● **Exercise**
Once you have read the data below, write it all out exactly.
★ ★ ★ ★ ★ ★ ★
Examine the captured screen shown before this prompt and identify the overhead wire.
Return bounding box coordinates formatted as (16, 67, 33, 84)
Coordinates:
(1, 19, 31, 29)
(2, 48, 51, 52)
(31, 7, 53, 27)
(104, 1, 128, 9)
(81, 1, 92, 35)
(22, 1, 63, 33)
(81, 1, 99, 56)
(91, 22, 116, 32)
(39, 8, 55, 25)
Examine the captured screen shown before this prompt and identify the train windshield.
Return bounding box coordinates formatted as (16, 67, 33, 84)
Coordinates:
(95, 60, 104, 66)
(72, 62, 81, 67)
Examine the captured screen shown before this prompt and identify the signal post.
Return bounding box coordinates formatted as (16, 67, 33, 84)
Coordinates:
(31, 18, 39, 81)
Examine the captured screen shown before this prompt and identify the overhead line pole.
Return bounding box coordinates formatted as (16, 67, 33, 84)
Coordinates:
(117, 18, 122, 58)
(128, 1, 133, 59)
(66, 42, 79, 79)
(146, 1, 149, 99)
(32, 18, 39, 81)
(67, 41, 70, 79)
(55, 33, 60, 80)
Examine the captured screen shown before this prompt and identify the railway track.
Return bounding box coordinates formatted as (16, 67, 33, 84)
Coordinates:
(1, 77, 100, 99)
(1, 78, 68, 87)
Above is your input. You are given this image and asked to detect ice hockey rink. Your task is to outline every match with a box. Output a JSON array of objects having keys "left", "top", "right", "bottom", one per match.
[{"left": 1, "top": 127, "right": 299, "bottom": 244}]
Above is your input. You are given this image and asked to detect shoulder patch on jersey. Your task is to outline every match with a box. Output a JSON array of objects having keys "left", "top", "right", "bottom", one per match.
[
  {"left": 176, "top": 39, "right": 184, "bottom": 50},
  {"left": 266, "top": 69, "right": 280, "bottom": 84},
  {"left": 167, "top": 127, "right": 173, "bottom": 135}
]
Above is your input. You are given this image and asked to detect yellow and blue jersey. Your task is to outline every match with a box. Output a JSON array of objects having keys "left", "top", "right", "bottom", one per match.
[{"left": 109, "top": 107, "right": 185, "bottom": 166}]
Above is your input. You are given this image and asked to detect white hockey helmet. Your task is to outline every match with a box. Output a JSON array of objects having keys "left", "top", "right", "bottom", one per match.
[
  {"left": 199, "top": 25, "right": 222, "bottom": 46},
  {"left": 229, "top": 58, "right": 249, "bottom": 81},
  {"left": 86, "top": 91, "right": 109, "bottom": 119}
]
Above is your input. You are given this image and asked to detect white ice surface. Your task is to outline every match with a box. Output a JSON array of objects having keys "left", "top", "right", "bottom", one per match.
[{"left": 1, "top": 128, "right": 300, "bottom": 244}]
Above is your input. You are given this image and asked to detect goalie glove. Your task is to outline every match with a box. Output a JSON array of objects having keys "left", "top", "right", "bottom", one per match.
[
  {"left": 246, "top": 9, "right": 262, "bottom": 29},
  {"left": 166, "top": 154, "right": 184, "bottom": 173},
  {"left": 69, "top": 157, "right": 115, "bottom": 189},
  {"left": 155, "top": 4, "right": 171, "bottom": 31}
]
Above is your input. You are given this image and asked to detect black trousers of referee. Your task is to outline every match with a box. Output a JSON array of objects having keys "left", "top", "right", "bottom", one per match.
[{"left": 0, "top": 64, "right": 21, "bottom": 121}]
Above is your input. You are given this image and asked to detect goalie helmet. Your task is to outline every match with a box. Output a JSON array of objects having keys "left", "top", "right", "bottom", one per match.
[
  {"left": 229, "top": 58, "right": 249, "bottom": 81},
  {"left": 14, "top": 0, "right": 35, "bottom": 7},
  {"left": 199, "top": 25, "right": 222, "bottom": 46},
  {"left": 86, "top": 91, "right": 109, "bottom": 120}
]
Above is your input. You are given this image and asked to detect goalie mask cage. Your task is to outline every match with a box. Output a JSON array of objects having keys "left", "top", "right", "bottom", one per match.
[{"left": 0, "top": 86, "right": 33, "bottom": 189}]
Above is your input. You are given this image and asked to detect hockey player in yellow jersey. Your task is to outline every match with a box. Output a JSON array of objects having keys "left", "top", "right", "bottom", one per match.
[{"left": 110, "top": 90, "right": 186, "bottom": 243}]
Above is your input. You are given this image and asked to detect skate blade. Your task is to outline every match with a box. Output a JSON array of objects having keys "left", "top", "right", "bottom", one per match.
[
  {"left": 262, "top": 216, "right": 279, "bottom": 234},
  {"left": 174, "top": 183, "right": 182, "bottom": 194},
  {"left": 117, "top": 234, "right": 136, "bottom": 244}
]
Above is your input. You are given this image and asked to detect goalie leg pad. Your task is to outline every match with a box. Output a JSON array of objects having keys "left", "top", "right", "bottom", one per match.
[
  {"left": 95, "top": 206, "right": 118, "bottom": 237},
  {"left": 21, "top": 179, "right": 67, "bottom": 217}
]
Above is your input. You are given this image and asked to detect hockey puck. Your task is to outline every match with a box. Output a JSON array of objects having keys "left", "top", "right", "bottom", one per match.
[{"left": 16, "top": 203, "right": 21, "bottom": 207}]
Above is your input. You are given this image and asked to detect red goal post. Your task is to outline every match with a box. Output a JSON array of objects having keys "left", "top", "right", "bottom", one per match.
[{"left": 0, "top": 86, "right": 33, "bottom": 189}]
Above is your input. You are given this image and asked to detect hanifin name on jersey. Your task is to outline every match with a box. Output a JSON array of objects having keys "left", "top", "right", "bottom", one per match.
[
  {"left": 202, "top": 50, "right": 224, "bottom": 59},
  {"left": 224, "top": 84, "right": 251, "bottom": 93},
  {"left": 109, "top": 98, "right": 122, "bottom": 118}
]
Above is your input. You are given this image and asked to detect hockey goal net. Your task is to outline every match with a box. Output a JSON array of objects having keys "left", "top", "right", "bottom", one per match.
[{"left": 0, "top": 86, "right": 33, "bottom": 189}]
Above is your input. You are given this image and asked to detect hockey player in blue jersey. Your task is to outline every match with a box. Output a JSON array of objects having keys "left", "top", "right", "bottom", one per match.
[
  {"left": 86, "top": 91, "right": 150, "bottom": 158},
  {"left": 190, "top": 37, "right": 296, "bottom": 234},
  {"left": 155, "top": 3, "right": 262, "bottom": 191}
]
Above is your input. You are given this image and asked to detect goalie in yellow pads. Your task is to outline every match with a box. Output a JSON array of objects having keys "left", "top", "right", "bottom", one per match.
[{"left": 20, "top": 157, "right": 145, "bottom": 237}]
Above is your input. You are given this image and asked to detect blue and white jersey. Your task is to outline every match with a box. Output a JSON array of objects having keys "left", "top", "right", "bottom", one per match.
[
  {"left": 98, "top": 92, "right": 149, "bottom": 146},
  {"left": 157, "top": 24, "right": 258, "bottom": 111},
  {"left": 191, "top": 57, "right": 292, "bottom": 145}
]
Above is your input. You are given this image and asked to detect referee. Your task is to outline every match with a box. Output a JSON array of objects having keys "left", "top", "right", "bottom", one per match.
★ ★ ★ ★ ★ ★ ★
● **Response to the exercise**
Examine the captured screen shown before this prompt and identify the overhead wire.
Return bounding box coordinates formatted as (16, 67, 33, 84)
Coordinates:
(1, 19, 31, 29)
(2, 48, 51, 52)
(31, 7, 53, 27)
(104, 1, 128, 9)
(81, 1, 92, 35)
(22, 1, 63, 33)
(81, 1, 99, 56)
(91, 22, 116, 32)
(39, 8, 55, 25)
Examine the captured screen shown before this prompt and identify the train windshield.
Return bounding box coordinates formatted as (16, 67, 33, 84)
Coordinates:
(95, 60, 104, 66)
(72, 62, 81, 67)
Examine the captured screen shown before this prompt and identify the signal post.
Return bounding box coordinates formatted as (16, 67, 33, 84)
Coordinates:
(31, 18, 39, 81)
Examine the captured screen shown before this prompt and identify the overhead line pole.
Return bounding box coordinates formatted as (16, 67, 33, 84)
Coordinates:
(117, 18, 122, 58)
(128, 1, 133, 59)
(66, 42, 79, 79)
(146, 1, 149, 99)
(32, 18, 39, 81)
(67, 41, 70, 79)
(55, 33, 60, 80)
Examine the captured screen shown before this prompt and identify the railway track.
Return bounding box coordinates formatted as (16, 67, 33, 84)
Coordinates:
(1, 77, 100, 99)
(1, 78, 68, 87)
Above is your input. You are given this image and asked to detect ice hockey rink. Your task is to outline every match with a box. Output a JSON array of objects having keys "left", "top", "right", "bottom", one per match.
[{"left": 1, "top": 127, "right": 299, "bottom": 244}]
Above is your input. You are given this image and asked to detect shoulder patch on jersey. Your task is to outline every match with a box. Output a JSON array of objects having keys "left", "top", "right", "bottom", one per match.
[
  {"left": 176, "top": 39, "right": 184, "bottom": 50},
  {"left": 266, "top": 69, "right": 280, "bottom": 84},
  {"left": 167, "top": 127, "right": 173, "bottom": 135}
]
Above is your input. You are given this image and asked to detect yellow and blue jersey. Your task is to outline every match with a box. Output a JSON array of objects having keys "left", "top", "right", "bottom", one per match.
[{"left": 109, "top": 107, "right": 185, "bottom": 166}]
Above is your input. You are given this image and asked to detect white hockey helmet. Your task is to outline every match with a box. Output a JSON array of objects having keys "left", "top", "right", "bottom", one per match.
[
  {"left": 199, "top": 25, "right": 222, "bottom": 46},
  {"left": 229, "top": 58, "right": 249, "bottom": 81},
  {"left": 86, "top": 91, "right": 109, "bottom": 119}
]
Above is your input. You are given this image and asked to detect white ice surface. Your task is to outline every match with a box. Output a JSON array of objects having keys "left", "top", "right", "bottom", one per match.
[{"left": 1, "top": 128, "right": 300, "bottom": 244}]
Above is your input. You are given this image and asked to detect goalie glove. Your task is to outline every match with a box. Output a JSON array of objects having keys "left", "top", "right", "bottom", one per match.
[
  {"left": 246, "top": 9, "right": 262, "bottom": 29},
  {"left": 166, "top": 154, "right": 184, "bottom": 173},
  {"left": 69, "top": 157, "right": 115, "bottom": 189},
  {"left": 155, "top": 4, "right": 171, "bottom": 31}
]
Above is your input. You are given this image and asked to detect black trousers of referee. Your task is to outline every match with a box. Output a JSON array of objects having keys "left", "top", "right", "bottom", one per match.
[{"left": 0, "top": 64, "right": 21, "bottom": 121}]
Above is your input. You are given this image and asked to detect goalie helmet. Your task is to outline every match with a box. Output a JSON array of objects having keys "left", "top", "right", "bottom", one per match.
[
  {"left": 229, "top": 58, "right": 249, "bottom": 81},
  {"left": 14, "top": 0, "right": 35, "bottom": 7},
  {"left": 199, "top": 25, "right": 222, "bottom": 46},
  {"left": 86, "top": 91, "right": 109, "bottom": 120}
]
Above is your input. You are given this image and asked to detect goalie mask cage. Your task is to outline every match with a box. Output a JSON array of objects having keys "left", "top", "right", "bottom", one per match.
[{"left": 0, "top": 86, "right": 33, "bottom": 189}]
Above is your input. You are given this image and asked to detect hockey player in yellow jersey. Your task is to outline every match with a box. Output a JSON array of objects having keys "left", "top", "right", "bottom", one per match.
[{"left": 110, "top": 90, "right": 186, "bottom": 243}]
Above is your input. You are given this image and asked to detect skate blade. Your task is to outline every match with a box. Output a JSON array of objects having keys "left", "top", "right", "bottom", one per match.
[
  {"left": 262, "top": 216, "right": 279, "bottom": 234},
  {"left": 174, "top": 183, "right": 182, "bottom": 194},
  {"left": 117, "top": 234, "right": 136, "bottom": 244}
]
Above is your input. You are given this image and asked to detect goalie leg pad. Your task is to outline every match with a box. Output a JSON array of objects having keys "left", "top", "right", "bottom", one per match.
[
  {"left": 95, "top": 206, "right": 118, "bottom": 237},
  {"left": 21, "top": 179, "right": 67, "bottom": 217}
]
Above is your input. You are given this image and asked to detect hockey puck. Your task is to outline every match with a box. Output a JSON array of objects having keys "left", "top", "right", "bottom", one per match.
[{"left": 16, "top": 203, "right": 21, "bottom": 207}]
Above is your input. You are given this image and asked to detect red goal post. Your task is to outline every match with a box. Output a JSON array of objects having keys "left", "top", "right", "bottom", one per match.
[{"left": 0, "top": 86, "right": 33, "bottom": 189}]
Above is your input. You are given this image and asked to detect hanifin name on jersey. Your task is to outline every match with a box. Output a JSON array of objects having keys "left", "top", "right", "bottom", one per match.
[
  {"left": 202, "top": 50, "right": 224, "bottom": 59},
  {"left": 224, "top": 84, "right": 251, "bottom": 93},
  {"left": 109, "top": 98, "right": 122, "bottom": 118}
]
Above is your input. You are given this image and asked to detect hockey goal net. Your task is to outline every match with a box. Output a JSON array of objects having keys "left", "top", "right", "bottom", one per match.
[{"left": 0, "top": 86, "right": 33, "bottom": 189}]
Above is your input. You are given this image and asked to detect hockey player in blue jersey. Your task is to outline every match with a box. Output a JSON array of objects having keys "left", "top", "right", "bottom", one per match.
[
  {"left": 86, "top": 91, "right": 150, "bottom": 158},
  {"left": 190, "top": 37, "right": 296, "bottom": 234},
  {"left": 155, "top": 3, "right": 262, "bottom": 191}
]
Above is your input. You are given this image and asked to detect goalie in yellow pads. Your task is to outline every match with a box. Output a JSON array of objects having keys "left", "top", "right", "bottom", one per match.
[{"left": 20, "top": 157, "right": 145, "bottom": 237}]
Above is your input. You are given this image and asked to detect blue and white jersey. Your task is to outline every match with a box. Output a JSON array of objects having keys "left", "top", "right", "bottom", one per match.
[
  {"left": 98, "top": 92, "right": 149, "bottom": 146},
  {"left": 157, "top": 24, "right": 258, "bottom": 111},
  {"left": 191, "top": 57, "right": 292, "bottom": 145}
]
Above is your input. You are given this image and asked to detect referee. Your task is to outline every match with a box. Output a JSON array of objects having keys "left", "top", "right", "bottom", one per match.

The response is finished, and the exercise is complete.